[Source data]
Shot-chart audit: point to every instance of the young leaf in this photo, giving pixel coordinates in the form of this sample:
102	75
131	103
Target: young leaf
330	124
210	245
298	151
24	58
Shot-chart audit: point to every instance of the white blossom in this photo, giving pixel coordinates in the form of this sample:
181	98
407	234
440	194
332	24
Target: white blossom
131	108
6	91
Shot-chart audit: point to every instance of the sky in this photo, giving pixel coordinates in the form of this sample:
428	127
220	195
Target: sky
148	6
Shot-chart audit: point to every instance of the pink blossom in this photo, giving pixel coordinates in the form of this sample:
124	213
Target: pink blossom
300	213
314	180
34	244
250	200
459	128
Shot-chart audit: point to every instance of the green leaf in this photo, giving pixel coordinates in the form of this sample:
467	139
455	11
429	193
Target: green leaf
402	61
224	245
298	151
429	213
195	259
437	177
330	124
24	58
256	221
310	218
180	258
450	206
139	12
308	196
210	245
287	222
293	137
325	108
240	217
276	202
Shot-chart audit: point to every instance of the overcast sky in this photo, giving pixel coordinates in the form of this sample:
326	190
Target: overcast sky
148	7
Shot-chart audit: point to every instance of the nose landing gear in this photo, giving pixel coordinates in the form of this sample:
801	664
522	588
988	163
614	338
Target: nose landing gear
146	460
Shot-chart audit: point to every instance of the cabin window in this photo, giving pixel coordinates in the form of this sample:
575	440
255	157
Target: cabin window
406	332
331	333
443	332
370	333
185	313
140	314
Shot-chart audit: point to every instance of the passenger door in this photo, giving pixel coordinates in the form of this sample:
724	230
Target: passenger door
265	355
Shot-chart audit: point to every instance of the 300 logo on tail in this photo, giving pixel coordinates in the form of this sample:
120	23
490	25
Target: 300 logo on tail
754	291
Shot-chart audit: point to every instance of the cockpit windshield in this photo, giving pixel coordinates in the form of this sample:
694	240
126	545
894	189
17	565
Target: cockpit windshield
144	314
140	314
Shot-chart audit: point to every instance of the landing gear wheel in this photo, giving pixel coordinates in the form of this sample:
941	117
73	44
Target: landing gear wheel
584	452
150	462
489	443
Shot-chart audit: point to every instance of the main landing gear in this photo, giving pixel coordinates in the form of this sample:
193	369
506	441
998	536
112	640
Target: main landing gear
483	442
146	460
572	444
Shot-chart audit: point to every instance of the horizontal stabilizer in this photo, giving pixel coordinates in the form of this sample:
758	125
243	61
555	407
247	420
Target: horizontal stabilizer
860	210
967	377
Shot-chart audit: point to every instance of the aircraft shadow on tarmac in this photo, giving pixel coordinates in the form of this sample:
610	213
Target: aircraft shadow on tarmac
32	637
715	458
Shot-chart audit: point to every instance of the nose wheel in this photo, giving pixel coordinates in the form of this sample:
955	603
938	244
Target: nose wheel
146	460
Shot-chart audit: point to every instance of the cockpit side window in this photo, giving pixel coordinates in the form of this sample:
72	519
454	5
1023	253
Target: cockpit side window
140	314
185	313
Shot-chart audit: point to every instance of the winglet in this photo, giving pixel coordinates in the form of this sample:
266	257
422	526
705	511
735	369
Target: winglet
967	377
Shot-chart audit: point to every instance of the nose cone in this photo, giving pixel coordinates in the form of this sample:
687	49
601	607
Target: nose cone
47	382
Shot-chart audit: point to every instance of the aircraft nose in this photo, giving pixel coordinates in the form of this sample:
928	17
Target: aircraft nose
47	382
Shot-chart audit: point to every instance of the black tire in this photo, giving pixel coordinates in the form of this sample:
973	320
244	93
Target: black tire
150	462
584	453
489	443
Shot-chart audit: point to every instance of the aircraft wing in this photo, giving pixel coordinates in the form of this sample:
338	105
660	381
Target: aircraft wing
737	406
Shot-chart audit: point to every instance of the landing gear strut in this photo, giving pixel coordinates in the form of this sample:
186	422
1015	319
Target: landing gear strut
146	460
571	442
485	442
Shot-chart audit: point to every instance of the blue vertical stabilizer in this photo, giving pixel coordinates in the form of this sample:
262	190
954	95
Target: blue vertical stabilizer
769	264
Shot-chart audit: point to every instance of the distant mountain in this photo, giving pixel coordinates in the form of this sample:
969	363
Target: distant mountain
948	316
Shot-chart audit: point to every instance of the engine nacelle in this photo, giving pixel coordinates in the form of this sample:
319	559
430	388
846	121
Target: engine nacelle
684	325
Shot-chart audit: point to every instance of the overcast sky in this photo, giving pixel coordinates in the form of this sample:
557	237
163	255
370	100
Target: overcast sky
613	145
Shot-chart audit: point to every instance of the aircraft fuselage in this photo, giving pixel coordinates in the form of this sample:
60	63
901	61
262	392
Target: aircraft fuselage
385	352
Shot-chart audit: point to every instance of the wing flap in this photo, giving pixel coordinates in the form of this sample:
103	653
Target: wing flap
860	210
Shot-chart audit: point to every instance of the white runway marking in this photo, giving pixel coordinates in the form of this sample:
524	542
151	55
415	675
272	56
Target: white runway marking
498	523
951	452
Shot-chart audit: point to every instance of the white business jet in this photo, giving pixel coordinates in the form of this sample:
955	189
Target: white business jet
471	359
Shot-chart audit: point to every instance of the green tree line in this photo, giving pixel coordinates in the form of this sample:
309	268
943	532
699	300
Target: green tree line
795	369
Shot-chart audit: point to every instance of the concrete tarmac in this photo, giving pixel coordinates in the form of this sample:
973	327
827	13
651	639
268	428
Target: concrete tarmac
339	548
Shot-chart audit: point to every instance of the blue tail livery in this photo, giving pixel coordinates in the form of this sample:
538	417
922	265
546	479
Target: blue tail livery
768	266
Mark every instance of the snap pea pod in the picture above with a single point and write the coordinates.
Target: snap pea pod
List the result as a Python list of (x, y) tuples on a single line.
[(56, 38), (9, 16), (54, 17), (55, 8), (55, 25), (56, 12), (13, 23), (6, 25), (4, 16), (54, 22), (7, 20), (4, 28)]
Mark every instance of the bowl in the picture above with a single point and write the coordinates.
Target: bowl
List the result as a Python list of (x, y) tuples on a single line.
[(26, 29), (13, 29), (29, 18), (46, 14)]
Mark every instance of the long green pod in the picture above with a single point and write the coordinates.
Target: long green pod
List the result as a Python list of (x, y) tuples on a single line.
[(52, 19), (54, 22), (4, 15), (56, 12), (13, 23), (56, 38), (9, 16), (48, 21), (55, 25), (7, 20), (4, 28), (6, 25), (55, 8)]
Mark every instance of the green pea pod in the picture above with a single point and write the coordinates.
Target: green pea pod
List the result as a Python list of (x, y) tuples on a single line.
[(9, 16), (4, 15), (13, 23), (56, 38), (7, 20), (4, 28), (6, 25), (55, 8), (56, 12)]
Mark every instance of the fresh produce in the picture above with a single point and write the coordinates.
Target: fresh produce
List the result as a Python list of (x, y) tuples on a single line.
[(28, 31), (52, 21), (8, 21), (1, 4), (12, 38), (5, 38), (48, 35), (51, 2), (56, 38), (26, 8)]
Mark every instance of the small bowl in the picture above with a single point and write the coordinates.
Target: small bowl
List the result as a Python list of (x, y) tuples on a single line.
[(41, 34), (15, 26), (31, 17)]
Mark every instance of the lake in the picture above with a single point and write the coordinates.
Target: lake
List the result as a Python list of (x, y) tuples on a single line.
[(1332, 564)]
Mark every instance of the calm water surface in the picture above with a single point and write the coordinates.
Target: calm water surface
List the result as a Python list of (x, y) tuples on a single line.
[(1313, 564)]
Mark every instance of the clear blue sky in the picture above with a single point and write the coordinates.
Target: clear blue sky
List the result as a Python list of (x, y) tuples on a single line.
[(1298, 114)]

**WORK INSTRUCTIONS**
Copy the data above exactly. Every line must be included.

**WRITTEN REPLY**
Shot-chart audit: point to every instance of the young leaf in this photo, giving pixel coordinates in the form of this sample:
102	75
131	103
Target: young leaf
330	124
210	245
298	151
24	58
Shot-chart audit: point to every instance of the white blossom in this photo, giving pixel coordinates in the form of this sample:
181	98
407	234
440	194
332	24
Target: white blossom
131	108
6	91
Shot-chart audit: point to every instance of the sky in this photo, giving pixel coordinates in the form of this sample:
428	127
220	195
Target: sky
148	6
Shot-chart audit: point to every instance of the pink blossom in this photo, giving pixel coordinates in the form of this sample:
124	213
Target: pink blossom
300	213
314	180
34	244
250	200
459	128
Shot-chart audit: point to every instance of the green leaf in this photo, giving pixel coordinates in the form of this sample:
467	139
455	11
429	193
Target: green leaf
402	61
224	245
298	151
429	213
195	259
437	177
330	124
24	58
256	221
310	218
180	258
450	206
139	12
308	196
210	245
287	222
293	137
325	108
240	217
276	202
Shot-chart audit: point to every instance of the overcast sky in this photo, giving pixel coordinates in the form of this sample:
326	190
Target: overcast sky
148	7
Shot-chart audit: point to every instance of the nose landing gear in this photo, giving pixel coordinates in the form of this sample:
801	664
522	588
988	163
614	338
Target: nose landing gear
146	460
Shot-chart audit: point to every instance of the cabin window in this photo, giving pixel coordinates in the form of this sample:
575	440
255	157
Target: cabin window
406	332
331	333
443	332
370	333
185	313
140	314
Shot-chart audit: point to every instance of the passenger door in this photo, giving pixel coordinates in the form of this sample:
724	230
Target: passenger door
265	355
Shot-chart audit: point to every instance of the 300 logo on tail in this photo, giving pixel coordinates in the form of this sample:
120	23
490	25
Target: 300 logo on tail
754	291
Shot-chart audit: point to every instance of the cockpit windshield in this photo, giving pixel coordinates in the form of this sample:
694	240
126	545
894	189
17	565
Target: cockpit windshield
144	314
140	314
Shot-chart audit: point to every instance of the landing gear wheel in this photo, giving pixel coordinates in the form of this sample:
941	117
73	44
Target: landing gear wheel
584	452
150	462
489	443
Shot-chart audit: point to every instance of the main landing gear in this photo, giving pixel coordinates in the form of this sample:
193	369
506	441
998	536
112	640
Target: main landing gear
483	442
146	460
572	444
Shot-chart audit: point to every instance of the horizontal stabilizer in this photo, giving pixel coordinates in the form of this sample:
758	125
243	61
555	407
247	420
Target: horizontal stabilizer
860	210
967	377
Shot-chart audit: point to every instance of the aircraft shadow on tarmac in this photo, giving pixel coordinates in the form of this sample:
610	213
Target: aircraft shadow on tarmac
32	637
715	458
Shot-chart audit: point to every instance of the nose wheel in this photo, giving pixel coordinates in the form of this sample:
955	603
938	244
Target: nose wheel
146	460
Shot-chart audit: point to every instance of the cockpit side window in this photo, giving pixel coordinates in the form of this sample:
72	519
454	5
1023	253
Target: cockpit side window
140	314
185	313
Shot-chart audit: point to every instance of the winglet in this photo, giving pixel coordinates in the form of this sample:
266	257
422	526
705	511
735	369
Target: winglet
967	377
Shot-chart audit: point to every instance of the nose cone in this photo, giving pixel coordinates in the form of this sample:
687	49
601	607
Target: nose cone
47	382
Shot-chart audit: point to every instance of the aircraft nose in this photo, giving pixel coordinates in the form of this sample:
928	17
Target: aircraft nose
47	382
Shot-chart audit: point to every instance of the black tire in this photo, giving pixel coordinates in the form of this sample:
973	320
244	93
Target: black tire
150	462
584	453
489	443
Shot-chart audit: point to every instance of the aircraft wing in this photo, giving pixel coordinates in the form of this sample:
338	105
660	381
Target: aircraft wing
737	406
Shot-chart audit: point to every instance of the landing gear strut in this photo, giving pixel coordinates in the form of this sample:
186	422
1015	319
Target: landing gear strut
146	460
571	442
485	442
Shot-chart audit: point to every instance of the blue vertical stabilizer in this photo, giving pixel coordinates in the form of this sample:
262	190
954	95
Target: blue vertical stabilizer
769	264
Shot-chart audit: point to every instance of the distant mountain in this photo, giving pixel coordinates in the form of this sample:
969	363
Target: distant mountain
948	316
Shot-chart audit: point to every instance of the engine nacelle in this photo, giving pixel coordinates in the form of this sample:
319	559
430	388
846	121
Target: engine nacelle
684	325
Shot-chart audit: point to every instance of the overcast sky in this photo, giving pixel coordinates in the form of this sample:
557	237
163	255
370	100
Target: overcast sky
613	145
Shot-chart audit: point to every instance of the aircraft fuselage in this photo, giving pixel coordinates in the form of this sample:
60	63
901	61
262	392
Target: aircraft fuselage
385	352
Shot-chart audit: point to every instance of the wing flap in this photo, giving pixel coordinates in the form of this sample:
103	653
Target: wing flap
860	210
Shot-chart audit: point to every instance of the white runway marking in this photo, giving pixel coordinates in the form of this sample:
524	542
151	55
415	675
272	56
Target: white runway marking
498	523
951	452
Shot-chart audit: point to every instance of the white business jet in this photo, giving pixel coordinates in the form of this sample:
955	189
Target: white business jet
471	359
Shot-chart audit: point to every instance of the green tree line in this photo, giving pixel coordinates in the form of this sample:
309	268
943	532
699	300
Target: green tree line
795	369
Shot-chart audit: point to every instance of the concrete tarmac in this photo, giving pixel coordinates in the form of this sample:
973	327
827	13
651	639
268	428
Target: concrete tarmac
339	548
Shot-chart audit: point to every instance of the blue tail livery in this photo, giving pixel coordinates in the form of this sample:
538	417
922	265
546	479
Target: blue tail livery
768	266
Mark every instance of the snap pea pod in the picture above with a single point and write the coordinates.
Target: snap pea pod
List the result as a Python list of (x, y) tuples on a single line.
[(56, 38), (9, 16), (54, 17), (55, 8), (55, 25), (56, 12), (13, 23), (6, 25), (4, 16), (54, 22), (7, 20), (4, 28)]
Mark every instance of the bowl in the picture above with a single point and write the coordinates.
Target: bowl
List the result as a Python list of (x, y) tuples on a single line.
[(26, 29), (13, 29), (29, 18), (46, 14)]
Mark every instance of the long green pod in the picture above with a single point and write the coordinates.
Target: long green pod
List the result as a Python list of (x, y) tuples on a single line.
[(52, 19), (54, 22), (4, 15), (56, 12), (13, 23), (56, 38), (9, 16), (48, 21), (55, 25), (7, 20), (4, 28), (6, 25), (55, 8)]
Mark every instance of the green pea pod in the picture above with a single point and write the coordinates.
Target: green pea pod
List the result as a Python list of (x, y) tuples on a single line.
[(9, 16), (4, 15), (13, 23), (56, 38), (7, 20), (4, 28), (6, 25), (55, 8), (56, 12)]
Mark every instance of the fresh produce in the picture above with a single point and write the coordinates.
Target: fresh produce
List the result as a Python list of (x, y) tuples on a single line.
[(28, 31), (52, 21), (8, 21), (1, 4), (12, 38), (5, 38), (48, 35), (51, 2), (56, 38), (26, 8)]
Mark every instance of the small bowl in the picture above with a single point and write the coordinates.
Target: small bowl
List the result as a Python list of (x, y) tuples on a single line.
[(41, 34), (15, 26), (31, 17)]
Mark every instance of the lake in the picture above with a single point and write the coordinates.
Target: lake
List the result as a Python list of (x, y) tuples on a single line.
[(1332, 564)]
Mark every instance of the calm water surface in the picture above with a single point and write the coordinates.
Target: calm water surface
List the result as a Python list of (x, y) tuples on a single line.
[(1313, 564)]
Mark every instance of the clear blue sky in the picture above with a single point and write the coordinates.
Target: clear blue sky
List the result as a Python list of (x, y) tuples on a single line.
[(1298, 114)]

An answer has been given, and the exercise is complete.